Problem description:
Could you continue the passage on the limitations of the tremor study with α6GABAA receptors, picking up after its final sentence?

Document passage:
::::::::::
Several limitations and future perspectives should be considered in the context of the current study. First, all the experiments are based on the responses of pharmacological agents (harmaline, ethanol, compound 6, and furosemide); thus, the specificity will need to be further elucidated in the future with genetic approaches. In addition, the pharmacokinetics and pharmacodynamics of each agent are different, which adds to the complexity of the interpretation. Second, while the evidence suggests that granule cells are involved based on the expression of α6GABAA receptors [13], cell-type-specific manipulations will be needed in the future to confirm this claim. Third, the effects of a α6GABAA receptor antagonist in blocking the tremor-suppressing effects of compound 6 and ethanol are modest, suggesting that other mechanisms could also be important. And fourth, ET is likely to be a family of diseases with different pathophysiologies [17]. Studying other mouse models of tremor [18, 19] may shed light on the generalizability of the current findings.
::::::::::
Excerpted records:
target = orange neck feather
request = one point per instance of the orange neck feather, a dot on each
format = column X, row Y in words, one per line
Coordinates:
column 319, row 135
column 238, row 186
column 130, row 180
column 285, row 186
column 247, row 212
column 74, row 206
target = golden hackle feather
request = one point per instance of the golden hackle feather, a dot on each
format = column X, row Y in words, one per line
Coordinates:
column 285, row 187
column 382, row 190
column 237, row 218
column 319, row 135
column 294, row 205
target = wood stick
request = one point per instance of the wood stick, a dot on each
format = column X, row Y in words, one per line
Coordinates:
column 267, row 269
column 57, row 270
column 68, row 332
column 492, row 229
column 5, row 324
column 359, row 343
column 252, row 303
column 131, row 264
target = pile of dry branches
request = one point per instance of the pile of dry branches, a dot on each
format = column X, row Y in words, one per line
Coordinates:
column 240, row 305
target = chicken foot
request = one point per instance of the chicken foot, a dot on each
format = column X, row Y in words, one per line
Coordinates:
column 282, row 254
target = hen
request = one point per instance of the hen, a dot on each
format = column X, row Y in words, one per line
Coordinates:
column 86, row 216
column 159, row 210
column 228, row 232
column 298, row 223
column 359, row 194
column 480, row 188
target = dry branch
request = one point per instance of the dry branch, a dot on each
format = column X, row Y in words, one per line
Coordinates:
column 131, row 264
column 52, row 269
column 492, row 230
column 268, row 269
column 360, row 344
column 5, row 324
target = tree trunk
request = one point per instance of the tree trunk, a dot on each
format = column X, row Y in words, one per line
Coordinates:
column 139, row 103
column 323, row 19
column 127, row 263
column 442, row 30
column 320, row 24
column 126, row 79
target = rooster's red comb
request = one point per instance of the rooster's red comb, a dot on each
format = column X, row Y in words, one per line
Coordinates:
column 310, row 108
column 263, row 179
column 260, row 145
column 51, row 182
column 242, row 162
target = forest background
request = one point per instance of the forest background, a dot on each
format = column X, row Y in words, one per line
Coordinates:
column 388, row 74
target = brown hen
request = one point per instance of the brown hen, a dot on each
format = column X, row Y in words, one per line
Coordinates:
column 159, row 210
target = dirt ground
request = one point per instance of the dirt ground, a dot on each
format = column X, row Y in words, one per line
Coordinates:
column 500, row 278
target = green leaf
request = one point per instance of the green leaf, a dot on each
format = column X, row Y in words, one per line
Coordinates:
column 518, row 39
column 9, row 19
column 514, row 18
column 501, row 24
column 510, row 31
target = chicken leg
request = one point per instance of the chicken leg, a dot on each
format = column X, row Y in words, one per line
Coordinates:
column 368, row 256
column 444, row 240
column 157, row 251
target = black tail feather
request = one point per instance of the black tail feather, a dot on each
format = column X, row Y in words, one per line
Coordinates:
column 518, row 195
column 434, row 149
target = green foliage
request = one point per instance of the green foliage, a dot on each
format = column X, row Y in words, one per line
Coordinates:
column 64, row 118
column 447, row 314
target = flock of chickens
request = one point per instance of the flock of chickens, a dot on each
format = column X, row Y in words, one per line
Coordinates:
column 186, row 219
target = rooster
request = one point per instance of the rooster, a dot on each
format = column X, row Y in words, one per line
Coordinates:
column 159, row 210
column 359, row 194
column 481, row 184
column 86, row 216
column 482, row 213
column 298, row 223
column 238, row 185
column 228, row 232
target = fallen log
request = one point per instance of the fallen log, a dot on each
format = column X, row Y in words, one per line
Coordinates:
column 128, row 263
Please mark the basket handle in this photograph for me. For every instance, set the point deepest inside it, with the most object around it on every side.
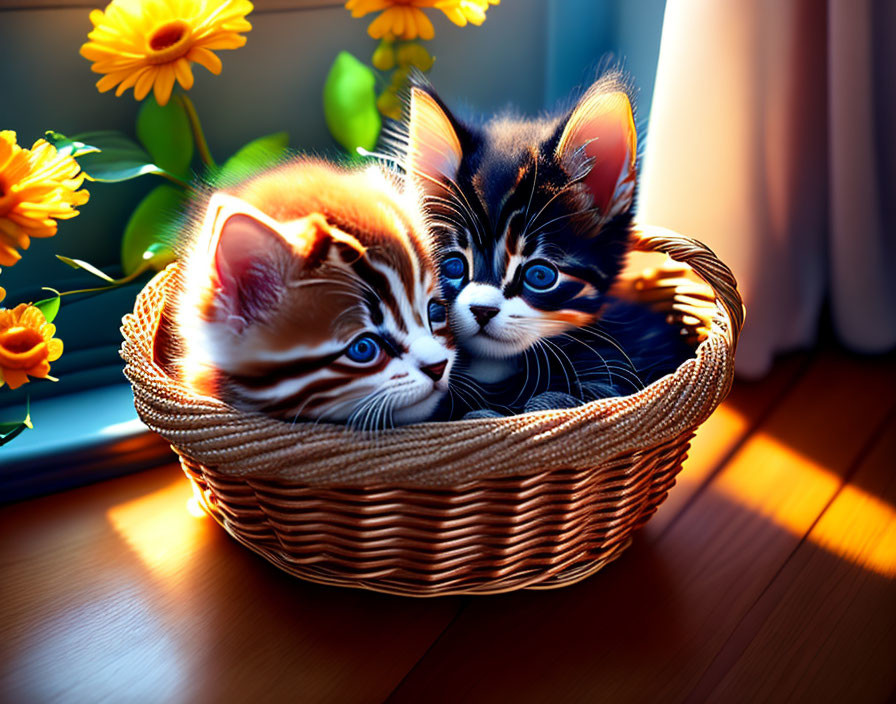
(649, 238)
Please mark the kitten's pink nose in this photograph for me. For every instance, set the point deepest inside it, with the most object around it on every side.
(435, 371)
(483, 314)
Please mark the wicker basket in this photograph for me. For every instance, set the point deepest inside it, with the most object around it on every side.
(538, 500)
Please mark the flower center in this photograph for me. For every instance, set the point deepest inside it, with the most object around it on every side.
(21, 347)
(169, 41)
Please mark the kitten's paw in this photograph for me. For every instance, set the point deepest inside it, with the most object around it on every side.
(551, 400)
(482, 413)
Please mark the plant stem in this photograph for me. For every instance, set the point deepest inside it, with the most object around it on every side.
(196, 126)
(115, 284)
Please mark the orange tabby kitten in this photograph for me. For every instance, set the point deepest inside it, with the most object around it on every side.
(308, 292)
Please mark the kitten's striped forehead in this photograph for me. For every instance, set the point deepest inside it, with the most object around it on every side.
(378, 254)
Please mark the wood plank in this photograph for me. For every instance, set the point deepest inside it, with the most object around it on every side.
(647, 627)
(826, 629)
(725, 431)
(114, 592)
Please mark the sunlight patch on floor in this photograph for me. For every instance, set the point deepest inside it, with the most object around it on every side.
(789, 489)
(160, 527)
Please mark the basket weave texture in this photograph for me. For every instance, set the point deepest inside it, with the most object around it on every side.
(536, 500)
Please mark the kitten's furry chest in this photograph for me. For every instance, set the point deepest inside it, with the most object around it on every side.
(493, 371)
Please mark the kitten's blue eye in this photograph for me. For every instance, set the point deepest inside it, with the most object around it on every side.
(363, 350)
(437, 313)
(540, 276)
(454, 267)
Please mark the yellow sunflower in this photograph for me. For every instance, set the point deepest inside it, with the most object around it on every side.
(399, 19)
(37, 187)
(27, 345)
(462, 11)
(147, 44)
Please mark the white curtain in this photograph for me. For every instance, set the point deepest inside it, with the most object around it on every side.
(772, 139)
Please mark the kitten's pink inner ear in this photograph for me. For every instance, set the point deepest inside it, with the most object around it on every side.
(603, 124)
(244, 242)
(434, 150)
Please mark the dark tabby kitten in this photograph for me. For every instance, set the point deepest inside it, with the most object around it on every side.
(532, 220)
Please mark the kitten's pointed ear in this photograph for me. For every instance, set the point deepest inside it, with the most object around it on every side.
(434, 150)
(251, 258)
(603, 129)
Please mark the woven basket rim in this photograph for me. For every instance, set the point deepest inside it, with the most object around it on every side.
(445, 453)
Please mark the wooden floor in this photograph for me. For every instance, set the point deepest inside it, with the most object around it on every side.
(768, 575)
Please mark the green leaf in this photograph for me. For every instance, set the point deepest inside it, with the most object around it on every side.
(49, 306)
(165, 132)
(81, 264)
(147, 234)
(253, 157)
(67, 146)
(114, 157)
(350, 104)
(9, 431)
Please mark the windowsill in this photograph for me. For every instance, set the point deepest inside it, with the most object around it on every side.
(79, 438)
::::::::::
Response box:
It is noteworthy that another GABAA receptor subunit has been proposed in the pathophysiology of ET, namely the δ subunit. As mentioned above, δGABAA receptors are also enriched in the granule cells of the cerebellum, and α6 and δ subunits are often co-expressed as extra-synaptic GABAA receptors at the Golgi cell to granule cell synapses [20]. In a harmaline-induced tremor mouse model, activating these extra-synaptic GABAA receptors with gaboxadol suppresses tremor [21]. In addition, gaboxadol failed to suppress tremors in δ subunit knockout mice treated with harmaline [21]. These data suggest that the δ subunit of GABAA receptors can also be a target for ET therapeutic development.

The identification of α6GABAA receptor involvement in tremor paves the way to further study GABA mechanisms in ET. However, α6GABAA receptors do not appear to be directly involved in tremor generation, because furosemide microinfusion into the cerebellum does not exacerbate harmaline-induced tremor. Rather, α6GABAA receptors may be an intrinsic circuit mechanism that ethanol or compound 6 can harness to suppress tremors. This is further corroborated by clinical observations that furosemide, when taken as a diuretic by patients, does not appear to worsen or induce tremors. In addition, α6GABAA receptor knockout mice do not appear to develop tremors either [22]. A similar situation also occurs with δ subunit-containing GABAA receptors. Genetic deletion of δGABAA receptors in mice does not appear to impact harmaline-induced tremor but merely changes the tremor responsiveness to gaboxadol [21]. Of note, δGABAA receptor deletion in the cerebellum also does not appear to produce tremor [12].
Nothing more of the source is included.